REQUIRED WORK - Rewrite the records from the line with "For the evaluation set, tag every instance of the window" through the line with "[[551, 414]]", including both of those lines, and give only those lines. Copy the requests unchanged, but multiply every point coordinate in the answers by 0.85 and round each result to a whole number, with halves rounding up.

========================

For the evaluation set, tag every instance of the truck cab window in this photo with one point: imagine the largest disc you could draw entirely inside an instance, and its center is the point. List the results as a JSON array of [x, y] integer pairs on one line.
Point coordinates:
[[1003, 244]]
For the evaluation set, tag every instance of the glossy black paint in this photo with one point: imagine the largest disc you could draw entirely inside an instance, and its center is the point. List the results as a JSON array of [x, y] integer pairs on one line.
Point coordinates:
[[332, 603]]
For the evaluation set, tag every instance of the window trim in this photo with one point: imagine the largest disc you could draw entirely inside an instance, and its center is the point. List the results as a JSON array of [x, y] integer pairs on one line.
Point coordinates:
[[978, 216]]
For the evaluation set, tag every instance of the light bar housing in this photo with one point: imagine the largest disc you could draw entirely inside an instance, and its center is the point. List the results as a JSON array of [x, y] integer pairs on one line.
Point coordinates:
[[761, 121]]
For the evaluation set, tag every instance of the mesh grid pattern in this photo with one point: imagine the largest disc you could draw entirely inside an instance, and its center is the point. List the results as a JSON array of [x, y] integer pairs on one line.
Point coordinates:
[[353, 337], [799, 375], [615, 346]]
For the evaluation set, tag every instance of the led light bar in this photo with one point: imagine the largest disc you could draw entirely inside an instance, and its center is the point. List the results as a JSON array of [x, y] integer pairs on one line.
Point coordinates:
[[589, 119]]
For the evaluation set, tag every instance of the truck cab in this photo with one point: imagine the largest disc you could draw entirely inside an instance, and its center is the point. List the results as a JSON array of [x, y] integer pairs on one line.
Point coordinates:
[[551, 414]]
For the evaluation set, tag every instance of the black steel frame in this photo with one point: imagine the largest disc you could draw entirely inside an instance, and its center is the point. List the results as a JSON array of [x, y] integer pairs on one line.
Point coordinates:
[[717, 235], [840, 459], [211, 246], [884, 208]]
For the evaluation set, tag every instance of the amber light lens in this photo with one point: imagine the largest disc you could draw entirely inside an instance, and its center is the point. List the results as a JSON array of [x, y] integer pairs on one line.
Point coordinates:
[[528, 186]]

========================

OUTPUT OF THE EXERCISE -
For the evaluation set, tag every instance of the window trim in this photo with one point: imagine the largest disc you could draw entirely inside an instance, and its center is the point. List the results as a JSON array of [x, y] integer pairs on one line.
Point coordinates:
[[831, 184]]
For the evaluation set, tag every instance of the light bar housing in this photo with one point: imagine the largest disc you could draw entirely inside an instance, and its center is the point. List the results as a JSON array of [x, y] integer pairs on one line.
Point coordinates:
[[647, 103]]
For the evaluation set, tag every instance of the mesh grid pattern in this photo with one point: imagine the largest disc you could draw entirely inside an instance, and its center is the point. List the results as a JSON array of [x, y] integer pairs on one line.
Point coordinates:
[[300, 286], [679, 319], [523, 294]]
For the evaluation set, tag every instance of the led light bar in this photo with one point: imagine the largest disc you could draw entirely inside an instance, and its center is the point. List the results as a JSON array of [x, y] integer pairs on one line.
Point coordinates:
[[501, 101]]
For the evaluation set, tag every instance of the truck cab in this photo with one point: imagine the largest disc you could draw entirely inside an instance, and its center is the point. List the results as a JSON array of [x, y] integer pairs on one line.
Point coordinates:
[[468, 352]]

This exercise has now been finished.